- WHAT YOU NEED TO DO: Copy out every one of the records below word for word, keeping their order.

[Records from a data source]

= = = =

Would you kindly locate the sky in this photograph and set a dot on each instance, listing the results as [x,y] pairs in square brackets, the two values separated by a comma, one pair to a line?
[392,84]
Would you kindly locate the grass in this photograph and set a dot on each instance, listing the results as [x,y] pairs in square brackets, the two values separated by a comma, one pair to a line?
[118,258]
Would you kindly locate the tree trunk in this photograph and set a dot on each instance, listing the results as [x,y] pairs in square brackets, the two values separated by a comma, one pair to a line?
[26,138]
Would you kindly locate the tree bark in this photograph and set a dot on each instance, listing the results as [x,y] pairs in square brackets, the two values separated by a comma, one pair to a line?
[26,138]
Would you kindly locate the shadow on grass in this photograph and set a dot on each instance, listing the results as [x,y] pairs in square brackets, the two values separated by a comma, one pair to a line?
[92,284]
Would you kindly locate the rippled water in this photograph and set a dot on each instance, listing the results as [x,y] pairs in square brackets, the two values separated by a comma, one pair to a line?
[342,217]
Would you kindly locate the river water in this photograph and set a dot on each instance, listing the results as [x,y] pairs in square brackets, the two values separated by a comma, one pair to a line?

= = = =

- ANSWER BELOW:
Would you kindly locate the sky in this photograph and set a dot on each instance, listing the results as [x,y] pairs in square brackets, the two values separated by a comma, one pair to a line?
[392,84]
Would you kindly locate the grass in this photograph and set a dot on each instance, listing the results as [x,y] pairs in square brackets, the two values separated by a comma, one pair to a line?
[118,258]
Would you kindly locate the tree trunk in this photograph and set a dot on each instance, listing the results as [x,y] pairs in square brackets, the two values separated by a comma, one pair to a line?
[26,138]
Would you kindly locate the tree bark in this photograph and set a dot on each instance, listing the results as [x,y] pairs in square brackets, the two values separated by a comma, one pair to a line?
[26,138]
Would you kindly locate the shadow on grass in this photograph and set a dot on each instance, listing the results as [x,y] pairs in square brackets, the two values separated by a comma, one pair to a line?
[92,284]
Would you kindly locate the rippled water in this photograph and set a dot on each instance, listing the results as [x,y] pairs in square brackets, the two values separated by a comma, one pair to a line?
[342,217]
Would you kindly locate the river water in this photograph and set a dot on each instance, listing the results as [x,y] pairs in square brackets, the two values separated by a comma, one pair to a line?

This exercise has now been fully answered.